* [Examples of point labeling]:

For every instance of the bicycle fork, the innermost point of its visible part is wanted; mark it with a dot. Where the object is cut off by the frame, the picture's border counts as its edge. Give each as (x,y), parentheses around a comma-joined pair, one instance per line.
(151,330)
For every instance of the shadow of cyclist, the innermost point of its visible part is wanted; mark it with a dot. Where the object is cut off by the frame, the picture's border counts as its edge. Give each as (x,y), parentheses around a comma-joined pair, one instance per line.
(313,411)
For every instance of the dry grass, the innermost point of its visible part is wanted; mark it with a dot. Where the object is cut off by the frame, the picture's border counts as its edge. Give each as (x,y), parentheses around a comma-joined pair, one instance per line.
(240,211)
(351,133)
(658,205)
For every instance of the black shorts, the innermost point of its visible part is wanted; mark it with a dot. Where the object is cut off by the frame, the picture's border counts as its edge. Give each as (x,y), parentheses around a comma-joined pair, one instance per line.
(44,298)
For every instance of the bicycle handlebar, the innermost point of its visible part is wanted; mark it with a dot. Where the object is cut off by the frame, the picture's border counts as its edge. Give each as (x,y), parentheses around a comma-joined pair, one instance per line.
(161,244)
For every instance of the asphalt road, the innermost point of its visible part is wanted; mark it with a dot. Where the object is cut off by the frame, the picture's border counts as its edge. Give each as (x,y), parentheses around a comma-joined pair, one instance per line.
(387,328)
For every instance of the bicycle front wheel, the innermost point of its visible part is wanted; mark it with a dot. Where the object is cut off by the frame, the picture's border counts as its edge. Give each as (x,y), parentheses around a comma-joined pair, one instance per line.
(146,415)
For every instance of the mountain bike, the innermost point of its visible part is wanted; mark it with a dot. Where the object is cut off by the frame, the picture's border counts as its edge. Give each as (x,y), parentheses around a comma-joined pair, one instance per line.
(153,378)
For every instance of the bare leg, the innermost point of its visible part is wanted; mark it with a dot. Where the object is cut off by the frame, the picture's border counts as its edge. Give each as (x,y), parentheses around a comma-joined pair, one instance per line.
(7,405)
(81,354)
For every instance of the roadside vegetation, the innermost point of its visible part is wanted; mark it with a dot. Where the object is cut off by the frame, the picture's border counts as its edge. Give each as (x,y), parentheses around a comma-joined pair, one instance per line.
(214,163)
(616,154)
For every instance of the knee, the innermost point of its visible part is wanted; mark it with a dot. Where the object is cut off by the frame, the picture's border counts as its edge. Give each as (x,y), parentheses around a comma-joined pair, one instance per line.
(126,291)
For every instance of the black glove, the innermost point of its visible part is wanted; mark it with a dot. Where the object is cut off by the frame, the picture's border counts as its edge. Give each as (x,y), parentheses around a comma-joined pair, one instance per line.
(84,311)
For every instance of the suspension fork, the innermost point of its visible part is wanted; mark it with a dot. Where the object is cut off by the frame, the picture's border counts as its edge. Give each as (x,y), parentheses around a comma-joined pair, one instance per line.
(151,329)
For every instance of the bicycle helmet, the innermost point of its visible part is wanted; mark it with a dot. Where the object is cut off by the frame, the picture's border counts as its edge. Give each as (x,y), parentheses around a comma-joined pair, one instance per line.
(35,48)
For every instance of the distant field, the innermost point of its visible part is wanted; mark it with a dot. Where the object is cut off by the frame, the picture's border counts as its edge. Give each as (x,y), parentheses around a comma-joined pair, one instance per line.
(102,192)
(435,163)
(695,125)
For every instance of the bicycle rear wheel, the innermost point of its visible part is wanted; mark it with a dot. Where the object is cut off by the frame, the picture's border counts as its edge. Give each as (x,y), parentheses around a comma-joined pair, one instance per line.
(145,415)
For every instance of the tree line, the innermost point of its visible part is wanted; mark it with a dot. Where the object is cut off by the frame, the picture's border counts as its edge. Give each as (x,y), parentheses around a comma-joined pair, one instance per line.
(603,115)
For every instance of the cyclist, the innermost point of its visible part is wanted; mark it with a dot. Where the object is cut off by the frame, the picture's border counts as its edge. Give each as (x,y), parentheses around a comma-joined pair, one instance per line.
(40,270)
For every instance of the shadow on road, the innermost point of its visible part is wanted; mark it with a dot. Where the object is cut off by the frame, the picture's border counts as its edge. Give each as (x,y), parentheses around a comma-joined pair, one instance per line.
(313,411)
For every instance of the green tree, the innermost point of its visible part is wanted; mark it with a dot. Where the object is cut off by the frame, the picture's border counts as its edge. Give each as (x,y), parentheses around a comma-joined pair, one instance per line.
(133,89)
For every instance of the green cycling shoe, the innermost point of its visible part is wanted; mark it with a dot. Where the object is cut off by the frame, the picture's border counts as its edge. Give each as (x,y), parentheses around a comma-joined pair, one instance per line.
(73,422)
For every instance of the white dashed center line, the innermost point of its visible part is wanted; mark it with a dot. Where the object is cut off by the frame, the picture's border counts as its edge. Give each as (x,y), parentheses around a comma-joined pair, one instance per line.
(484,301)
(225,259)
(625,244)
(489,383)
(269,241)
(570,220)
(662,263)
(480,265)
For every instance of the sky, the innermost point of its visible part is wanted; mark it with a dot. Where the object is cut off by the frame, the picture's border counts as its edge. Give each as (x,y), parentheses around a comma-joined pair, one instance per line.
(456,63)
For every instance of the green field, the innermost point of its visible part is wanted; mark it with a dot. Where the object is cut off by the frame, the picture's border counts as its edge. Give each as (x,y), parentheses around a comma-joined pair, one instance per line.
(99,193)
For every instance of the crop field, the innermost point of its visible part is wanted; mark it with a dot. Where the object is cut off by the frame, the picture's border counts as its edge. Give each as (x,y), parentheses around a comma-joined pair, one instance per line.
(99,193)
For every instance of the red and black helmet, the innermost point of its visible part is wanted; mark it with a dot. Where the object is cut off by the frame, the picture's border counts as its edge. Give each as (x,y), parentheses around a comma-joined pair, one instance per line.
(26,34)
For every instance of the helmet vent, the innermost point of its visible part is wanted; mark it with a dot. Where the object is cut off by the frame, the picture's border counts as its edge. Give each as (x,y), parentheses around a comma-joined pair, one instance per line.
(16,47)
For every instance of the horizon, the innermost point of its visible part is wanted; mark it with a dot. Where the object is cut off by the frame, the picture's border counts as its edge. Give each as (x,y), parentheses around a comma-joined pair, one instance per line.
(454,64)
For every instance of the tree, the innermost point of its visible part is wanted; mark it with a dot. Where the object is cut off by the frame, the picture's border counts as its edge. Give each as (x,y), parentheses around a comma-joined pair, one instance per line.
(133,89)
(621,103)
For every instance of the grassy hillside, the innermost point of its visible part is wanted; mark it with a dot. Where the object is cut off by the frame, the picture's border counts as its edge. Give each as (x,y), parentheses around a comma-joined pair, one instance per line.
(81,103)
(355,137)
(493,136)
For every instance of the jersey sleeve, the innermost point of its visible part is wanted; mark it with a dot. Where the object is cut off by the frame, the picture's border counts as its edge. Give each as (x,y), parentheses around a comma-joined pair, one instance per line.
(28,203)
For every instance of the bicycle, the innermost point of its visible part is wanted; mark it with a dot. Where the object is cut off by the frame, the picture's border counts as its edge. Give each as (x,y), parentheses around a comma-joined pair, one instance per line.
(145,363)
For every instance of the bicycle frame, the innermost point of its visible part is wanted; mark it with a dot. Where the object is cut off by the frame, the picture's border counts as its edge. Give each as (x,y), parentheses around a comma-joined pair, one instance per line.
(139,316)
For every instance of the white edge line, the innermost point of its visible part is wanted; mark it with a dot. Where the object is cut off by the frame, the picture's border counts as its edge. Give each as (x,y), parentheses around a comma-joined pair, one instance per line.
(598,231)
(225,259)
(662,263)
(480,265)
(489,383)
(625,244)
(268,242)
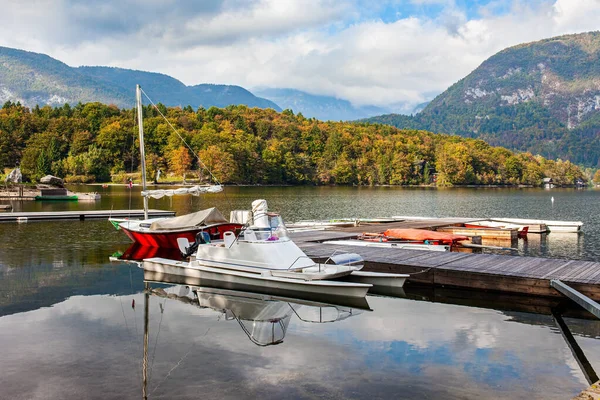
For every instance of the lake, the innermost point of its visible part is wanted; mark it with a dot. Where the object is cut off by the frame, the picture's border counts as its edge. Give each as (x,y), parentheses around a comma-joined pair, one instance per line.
(72,324)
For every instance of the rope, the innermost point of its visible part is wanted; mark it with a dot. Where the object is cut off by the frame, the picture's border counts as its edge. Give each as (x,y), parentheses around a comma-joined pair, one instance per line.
(162,313)
(177,365)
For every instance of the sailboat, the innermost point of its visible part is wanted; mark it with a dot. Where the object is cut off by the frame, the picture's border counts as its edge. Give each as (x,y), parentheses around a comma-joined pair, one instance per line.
(164,232)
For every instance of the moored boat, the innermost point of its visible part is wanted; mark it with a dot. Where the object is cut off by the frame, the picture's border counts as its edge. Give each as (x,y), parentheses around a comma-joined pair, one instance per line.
(164,232)
(391,244)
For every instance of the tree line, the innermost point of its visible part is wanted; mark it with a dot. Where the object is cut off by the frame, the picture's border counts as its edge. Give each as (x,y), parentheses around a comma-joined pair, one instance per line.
(95,142)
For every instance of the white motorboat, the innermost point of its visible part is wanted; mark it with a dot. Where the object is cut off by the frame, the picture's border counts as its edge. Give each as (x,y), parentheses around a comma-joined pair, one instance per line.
(262,255)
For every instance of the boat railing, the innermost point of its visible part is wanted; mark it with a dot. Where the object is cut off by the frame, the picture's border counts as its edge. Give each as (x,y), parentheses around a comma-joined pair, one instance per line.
(297,259)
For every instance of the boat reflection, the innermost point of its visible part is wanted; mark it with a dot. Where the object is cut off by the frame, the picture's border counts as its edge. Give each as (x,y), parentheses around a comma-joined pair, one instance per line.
(263,318)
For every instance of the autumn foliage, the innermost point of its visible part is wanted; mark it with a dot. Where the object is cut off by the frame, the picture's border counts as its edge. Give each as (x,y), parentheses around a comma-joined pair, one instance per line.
(256,146)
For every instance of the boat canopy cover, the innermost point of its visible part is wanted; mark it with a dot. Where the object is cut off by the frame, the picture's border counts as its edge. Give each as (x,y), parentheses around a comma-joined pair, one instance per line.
(422,234)
(195,190)
(205,217)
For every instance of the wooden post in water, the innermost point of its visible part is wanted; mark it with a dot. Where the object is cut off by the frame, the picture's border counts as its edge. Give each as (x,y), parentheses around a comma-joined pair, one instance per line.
(138,95)
(145,356)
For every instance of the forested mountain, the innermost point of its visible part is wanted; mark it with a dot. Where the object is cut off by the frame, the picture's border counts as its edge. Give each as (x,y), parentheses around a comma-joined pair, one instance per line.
(36,79)
(241,145)
(324,108)
(542,97)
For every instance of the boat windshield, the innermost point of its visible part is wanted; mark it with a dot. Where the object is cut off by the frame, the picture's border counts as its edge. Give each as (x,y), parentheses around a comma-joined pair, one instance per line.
(275,230)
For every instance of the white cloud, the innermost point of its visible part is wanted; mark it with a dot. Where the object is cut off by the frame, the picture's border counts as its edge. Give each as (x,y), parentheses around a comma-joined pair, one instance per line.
(320,46)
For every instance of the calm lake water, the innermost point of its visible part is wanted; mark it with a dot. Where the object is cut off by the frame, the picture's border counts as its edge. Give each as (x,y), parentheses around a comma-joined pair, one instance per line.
(72,323)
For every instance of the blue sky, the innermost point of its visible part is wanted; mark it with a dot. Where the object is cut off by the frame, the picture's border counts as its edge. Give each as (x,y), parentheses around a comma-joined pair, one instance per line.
(391,53)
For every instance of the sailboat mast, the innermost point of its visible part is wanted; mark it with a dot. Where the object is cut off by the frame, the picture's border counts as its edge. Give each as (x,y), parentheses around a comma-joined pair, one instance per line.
(138,95)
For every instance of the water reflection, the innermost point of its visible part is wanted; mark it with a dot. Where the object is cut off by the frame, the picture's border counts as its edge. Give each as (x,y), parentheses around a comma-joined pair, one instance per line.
(263,318)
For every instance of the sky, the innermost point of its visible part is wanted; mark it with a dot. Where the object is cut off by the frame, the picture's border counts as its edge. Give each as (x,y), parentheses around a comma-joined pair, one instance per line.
(389,53)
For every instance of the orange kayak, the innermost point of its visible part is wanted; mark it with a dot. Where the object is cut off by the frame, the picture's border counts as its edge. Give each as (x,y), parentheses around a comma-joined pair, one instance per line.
(422,235)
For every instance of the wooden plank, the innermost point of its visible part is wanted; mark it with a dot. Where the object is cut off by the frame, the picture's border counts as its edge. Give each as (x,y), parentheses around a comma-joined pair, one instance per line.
(527,275)
(577,297)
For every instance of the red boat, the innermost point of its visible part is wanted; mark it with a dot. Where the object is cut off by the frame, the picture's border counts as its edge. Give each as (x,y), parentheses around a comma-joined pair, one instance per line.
(416,236)
(164,232)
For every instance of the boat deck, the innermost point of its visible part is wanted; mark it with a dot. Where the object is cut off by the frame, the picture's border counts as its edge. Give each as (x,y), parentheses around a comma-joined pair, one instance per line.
(527,275)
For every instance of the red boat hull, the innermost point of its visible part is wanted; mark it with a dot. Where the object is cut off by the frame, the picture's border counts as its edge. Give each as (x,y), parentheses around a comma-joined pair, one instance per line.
(168,239)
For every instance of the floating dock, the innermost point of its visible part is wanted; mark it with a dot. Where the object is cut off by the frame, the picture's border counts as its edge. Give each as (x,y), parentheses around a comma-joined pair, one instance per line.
(80,215)
(502,273)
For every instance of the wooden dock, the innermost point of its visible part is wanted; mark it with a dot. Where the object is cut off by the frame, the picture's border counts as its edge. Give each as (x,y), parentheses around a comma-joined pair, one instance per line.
(80,215)
(503,273)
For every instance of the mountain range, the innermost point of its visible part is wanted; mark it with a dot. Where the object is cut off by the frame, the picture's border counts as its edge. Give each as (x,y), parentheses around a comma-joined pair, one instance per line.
(541,97)
(37,79)
(320,107)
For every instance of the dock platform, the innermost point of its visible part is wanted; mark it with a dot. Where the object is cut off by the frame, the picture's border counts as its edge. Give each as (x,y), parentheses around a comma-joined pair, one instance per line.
(503,273)
(80,215)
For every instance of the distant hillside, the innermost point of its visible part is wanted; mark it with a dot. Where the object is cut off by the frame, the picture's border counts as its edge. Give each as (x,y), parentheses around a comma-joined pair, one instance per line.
(542,97)
(37,79)
(320,107)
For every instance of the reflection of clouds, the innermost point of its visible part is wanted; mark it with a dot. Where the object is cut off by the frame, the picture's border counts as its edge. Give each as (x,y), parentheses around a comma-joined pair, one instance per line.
(402,349)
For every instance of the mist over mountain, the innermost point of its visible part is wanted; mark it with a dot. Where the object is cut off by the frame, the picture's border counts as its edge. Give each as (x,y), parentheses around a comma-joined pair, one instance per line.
(542,97)
(37,79)
(320,107)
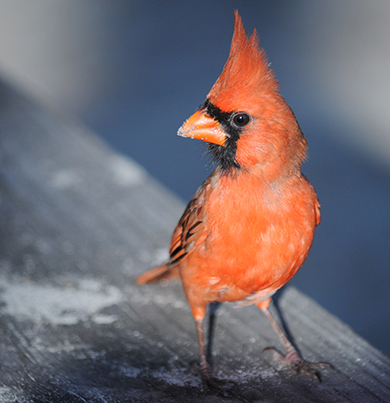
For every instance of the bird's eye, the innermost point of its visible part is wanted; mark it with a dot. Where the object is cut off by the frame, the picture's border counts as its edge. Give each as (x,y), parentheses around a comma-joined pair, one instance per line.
(241,119)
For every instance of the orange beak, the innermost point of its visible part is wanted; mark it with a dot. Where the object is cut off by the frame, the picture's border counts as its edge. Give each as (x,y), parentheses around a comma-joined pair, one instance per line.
(202,127)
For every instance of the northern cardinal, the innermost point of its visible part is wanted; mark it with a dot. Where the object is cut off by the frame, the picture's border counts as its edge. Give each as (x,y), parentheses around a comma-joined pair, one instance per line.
(250,225)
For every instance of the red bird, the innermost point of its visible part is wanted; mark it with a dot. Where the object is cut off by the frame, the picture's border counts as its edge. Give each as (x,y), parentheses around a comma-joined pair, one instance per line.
(250,226)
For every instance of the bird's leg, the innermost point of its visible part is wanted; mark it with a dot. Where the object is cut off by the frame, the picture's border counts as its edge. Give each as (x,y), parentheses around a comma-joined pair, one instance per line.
(208,381)
(213,307)
(204,366)
(292,357)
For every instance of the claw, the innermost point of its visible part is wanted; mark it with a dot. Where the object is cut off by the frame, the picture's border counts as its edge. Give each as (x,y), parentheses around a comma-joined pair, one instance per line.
(298,365)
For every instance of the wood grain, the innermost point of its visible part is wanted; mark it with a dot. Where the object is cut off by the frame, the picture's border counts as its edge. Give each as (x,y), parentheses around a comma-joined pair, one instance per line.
(78,223)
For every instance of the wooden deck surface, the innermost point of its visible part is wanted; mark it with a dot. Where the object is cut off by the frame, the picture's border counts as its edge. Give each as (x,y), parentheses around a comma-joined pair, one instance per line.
(78,224)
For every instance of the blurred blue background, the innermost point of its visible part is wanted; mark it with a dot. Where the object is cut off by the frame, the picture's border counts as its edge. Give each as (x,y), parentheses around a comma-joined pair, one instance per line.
(135,70)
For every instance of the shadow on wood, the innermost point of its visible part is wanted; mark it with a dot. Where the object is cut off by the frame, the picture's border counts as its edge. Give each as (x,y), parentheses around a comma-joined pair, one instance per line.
(78,224)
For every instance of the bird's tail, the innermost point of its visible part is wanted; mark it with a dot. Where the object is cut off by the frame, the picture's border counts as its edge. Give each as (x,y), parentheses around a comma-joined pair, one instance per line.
(163,272)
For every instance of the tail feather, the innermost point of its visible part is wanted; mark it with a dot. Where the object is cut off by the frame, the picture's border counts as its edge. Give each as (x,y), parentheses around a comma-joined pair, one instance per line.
(163,272)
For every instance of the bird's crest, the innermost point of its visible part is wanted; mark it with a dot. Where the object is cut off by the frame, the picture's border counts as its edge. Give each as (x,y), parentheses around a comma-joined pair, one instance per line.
(246,73)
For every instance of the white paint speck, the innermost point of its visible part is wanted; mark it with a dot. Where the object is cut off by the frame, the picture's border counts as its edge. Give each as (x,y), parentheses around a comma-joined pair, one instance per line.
(59,305)
(64,179)
(125,172)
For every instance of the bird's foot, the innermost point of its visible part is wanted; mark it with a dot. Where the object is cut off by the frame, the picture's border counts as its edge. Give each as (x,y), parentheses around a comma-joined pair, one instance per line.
(298,365)
(211,384)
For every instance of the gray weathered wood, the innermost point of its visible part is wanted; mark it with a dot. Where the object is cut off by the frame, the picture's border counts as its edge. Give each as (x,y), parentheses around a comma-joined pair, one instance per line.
(78,223)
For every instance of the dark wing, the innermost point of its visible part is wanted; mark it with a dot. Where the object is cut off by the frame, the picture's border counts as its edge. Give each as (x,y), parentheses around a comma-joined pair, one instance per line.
(190,230)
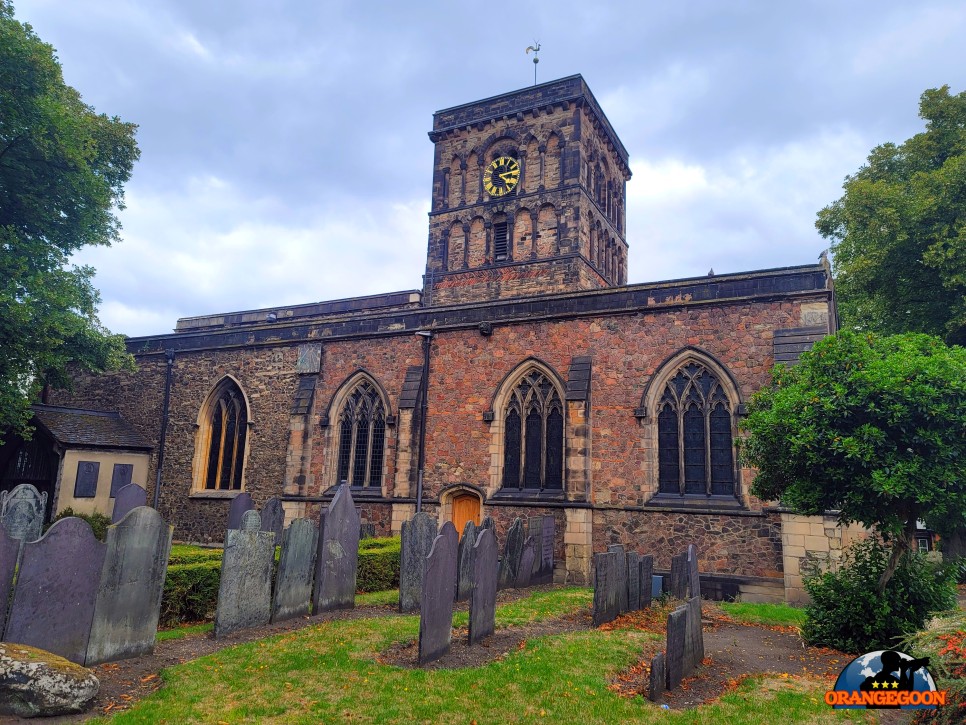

* [Exercise brief]: Filter the listing above down to the lines containing the word "wheel", and copy each of those lines out.

* [Exercise response]:
For every instance of the bicycle front wheel, the innermost point of its visible part is wanted; mark it with a dot. Where the object is cut off by the frame, the picture's border counts as its edge. Give each as (x,y), parentheses around a comma-joined pair, one instance per line.
For every instance of the bicycle rear wheel, the innermost point of its visible part is wanted; mark it with a dot. Where the object is cut off by the frame, the picture's border counts as its edge. Give each as (x,y), parentheses around a comma-joined pair, one instance per line.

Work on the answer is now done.